Determine how many lines in the records below contain the word "metal", and give only that number.

## BEGIN

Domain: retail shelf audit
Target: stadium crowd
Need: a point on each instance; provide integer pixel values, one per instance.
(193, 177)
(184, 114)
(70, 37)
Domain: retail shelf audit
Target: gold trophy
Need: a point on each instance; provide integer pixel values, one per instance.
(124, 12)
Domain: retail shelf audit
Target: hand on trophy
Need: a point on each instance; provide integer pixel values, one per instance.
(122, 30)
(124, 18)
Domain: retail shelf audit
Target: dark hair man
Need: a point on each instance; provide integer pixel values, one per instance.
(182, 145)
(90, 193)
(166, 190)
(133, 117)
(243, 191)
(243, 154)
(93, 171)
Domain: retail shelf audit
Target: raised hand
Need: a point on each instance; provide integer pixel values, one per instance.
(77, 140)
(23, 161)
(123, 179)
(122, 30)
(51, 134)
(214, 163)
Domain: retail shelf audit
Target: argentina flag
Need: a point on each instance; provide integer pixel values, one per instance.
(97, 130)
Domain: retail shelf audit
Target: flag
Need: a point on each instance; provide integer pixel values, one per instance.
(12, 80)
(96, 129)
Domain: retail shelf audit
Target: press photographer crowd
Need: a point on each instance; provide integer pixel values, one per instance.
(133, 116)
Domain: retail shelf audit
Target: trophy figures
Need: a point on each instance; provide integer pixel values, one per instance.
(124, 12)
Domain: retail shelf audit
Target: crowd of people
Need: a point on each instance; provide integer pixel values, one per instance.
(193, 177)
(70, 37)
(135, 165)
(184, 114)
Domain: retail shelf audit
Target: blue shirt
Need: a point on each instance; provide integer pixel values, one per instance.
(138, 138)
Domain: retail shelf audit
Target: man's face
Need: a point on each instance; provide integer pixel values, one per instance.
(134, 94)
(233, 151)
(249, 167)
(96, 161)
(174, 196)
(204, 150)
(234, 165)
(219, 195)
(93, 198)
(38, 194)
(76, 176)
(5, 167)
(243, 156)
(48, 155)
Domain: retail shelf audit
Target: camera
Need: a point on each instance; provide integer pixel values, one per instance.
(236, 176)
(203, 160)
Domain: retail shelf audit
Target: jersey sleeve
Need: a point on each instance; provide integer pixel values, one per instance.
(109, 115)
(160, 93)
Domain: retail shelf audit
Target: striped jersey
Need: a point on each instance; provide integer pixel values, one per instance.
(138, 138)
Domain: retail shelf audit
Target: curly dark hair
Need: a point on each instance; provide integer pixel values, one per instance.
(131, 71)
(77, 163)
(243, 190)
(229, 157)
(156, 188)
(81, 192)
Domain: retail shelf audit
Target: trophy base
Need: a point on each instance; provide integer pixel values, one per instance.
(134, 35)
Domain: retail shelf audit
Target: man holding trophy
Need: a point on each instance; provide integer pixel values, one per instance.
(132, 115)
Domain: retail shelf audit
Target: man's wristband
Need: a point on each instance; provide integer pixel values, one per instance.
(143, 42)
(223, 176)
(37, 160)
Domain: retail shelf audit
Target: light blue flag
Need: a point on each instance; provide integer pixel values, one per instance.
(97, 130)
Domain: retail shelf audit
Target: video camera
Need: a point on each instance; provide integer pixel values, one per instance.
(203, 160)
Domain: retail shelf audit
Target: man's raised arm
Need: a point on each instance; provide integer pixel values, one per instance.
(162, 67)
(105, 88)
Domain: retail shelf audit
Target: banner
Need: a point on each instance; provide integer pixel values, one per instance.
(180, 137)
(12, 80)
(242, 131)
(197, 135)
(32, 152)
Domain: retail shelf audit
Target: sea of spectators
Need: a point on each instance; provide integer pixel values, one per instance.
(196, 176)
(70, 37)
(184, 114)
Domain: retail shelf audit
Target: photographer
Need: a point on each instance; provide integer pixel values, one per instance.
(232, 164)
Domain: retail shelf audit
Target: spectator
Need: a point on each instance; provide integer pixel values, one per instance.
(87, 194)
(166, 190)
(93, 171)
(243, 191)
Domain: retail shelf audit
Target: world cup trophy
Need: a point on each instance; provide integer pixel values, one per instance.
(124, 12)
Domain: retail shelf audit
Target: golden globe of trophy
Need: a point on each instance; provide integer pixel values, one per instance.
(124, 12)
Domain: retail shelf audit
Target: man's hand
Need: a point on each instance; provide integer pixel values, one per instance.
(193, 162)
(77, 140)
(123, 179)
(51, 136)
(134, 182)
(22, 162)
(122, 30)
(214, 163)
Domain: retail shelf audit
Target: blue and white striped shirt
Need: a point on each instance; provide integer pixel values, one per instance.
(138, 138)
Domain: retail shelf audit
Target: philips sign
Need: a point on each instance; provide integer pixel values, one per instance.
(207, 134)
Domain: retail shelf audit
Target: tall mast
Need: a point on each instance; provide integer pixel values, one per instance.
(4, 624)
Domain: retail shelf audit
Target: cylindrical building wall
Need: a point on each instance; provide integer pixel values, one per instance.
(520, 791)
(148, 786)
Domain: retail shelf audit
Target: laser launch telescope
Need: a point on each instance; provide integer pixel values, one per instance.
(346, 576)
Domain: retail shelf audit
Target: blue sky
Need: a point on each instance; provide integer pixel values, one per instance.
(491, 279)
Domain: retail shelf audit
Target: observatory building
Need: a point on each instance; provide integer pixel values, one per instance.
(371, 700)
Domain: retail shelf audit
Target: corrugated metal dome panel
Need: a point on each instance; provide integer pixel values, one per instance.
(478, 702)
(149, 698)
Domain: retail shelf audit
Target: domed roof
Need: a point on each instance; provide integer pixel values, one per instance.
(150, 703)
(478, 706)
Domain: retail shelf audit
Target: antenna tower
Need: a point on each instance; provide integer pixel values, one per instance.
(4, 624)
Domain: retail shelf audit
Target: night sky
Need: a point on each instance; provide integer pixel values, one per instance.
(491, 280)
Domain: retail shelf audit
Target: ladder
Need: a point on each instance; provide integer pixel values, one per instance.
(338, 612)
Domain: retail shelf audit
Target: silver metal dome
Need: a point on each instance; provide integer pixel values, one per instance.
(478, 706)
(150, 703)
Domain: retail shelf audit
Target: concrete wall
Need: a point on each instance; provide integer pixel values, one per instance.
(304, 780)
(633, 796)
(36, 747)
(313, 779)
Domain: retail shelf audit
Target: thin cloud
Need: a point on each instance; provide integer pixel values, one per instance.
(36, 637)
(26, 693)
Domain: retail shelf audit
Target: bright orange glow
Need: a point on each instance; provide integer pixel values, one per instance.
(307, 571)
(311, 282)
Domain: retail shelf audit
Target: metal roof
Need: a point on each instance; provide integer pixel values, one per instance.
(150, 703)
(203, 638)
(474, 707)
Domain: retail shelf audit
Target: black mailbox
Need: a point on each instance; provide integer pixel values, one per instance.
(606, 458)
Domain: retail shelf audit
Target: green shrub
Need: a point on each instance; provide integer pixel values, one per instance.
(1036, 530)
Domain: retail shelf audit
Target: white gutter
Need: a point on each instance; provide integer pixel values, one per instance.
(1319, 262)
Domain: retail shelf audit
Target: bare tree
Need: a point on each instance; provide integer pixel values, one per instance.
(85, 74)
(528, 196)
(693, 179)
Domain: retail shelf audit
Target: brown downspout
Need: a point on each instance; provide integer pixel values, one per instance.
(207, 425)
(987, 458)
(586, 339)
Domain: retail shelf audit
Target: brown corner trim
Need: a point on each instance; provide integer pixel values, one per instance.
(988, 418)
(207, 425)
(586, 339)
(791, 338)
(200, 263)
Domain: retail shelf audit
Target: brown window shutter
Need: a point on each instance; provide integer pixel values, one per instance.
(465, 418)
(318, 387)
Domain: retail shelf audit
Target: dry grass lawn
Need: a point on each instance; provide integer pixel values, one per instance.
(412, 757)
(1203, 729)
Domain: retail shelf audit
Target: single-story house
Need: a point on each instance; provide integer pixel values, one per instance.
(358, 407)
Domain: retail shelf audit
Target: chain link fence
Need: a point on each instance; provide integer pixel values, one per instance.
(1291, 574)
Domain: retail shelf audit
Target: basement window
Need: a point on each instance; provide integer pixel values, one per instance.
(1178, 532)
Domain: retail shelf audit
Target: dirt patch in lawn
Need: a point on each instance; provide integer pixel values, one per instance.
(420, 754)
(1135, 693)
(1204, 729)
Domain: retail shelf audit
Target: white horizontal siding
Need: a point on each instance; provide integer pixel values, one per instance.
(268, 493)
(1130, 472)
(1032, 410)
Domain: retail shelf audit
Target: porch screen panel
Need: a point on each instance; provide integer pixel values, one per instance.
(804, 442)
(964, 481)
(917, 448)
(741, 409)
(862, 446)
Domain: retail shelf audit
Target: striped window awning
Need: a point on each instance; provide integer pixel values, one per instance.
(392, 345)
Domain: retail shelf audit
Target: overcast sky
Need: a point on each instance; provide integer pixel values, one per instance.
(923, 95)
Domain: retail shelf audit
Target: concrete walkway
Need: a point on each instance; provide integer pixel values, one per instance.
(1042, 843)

## END

_Correct result_
3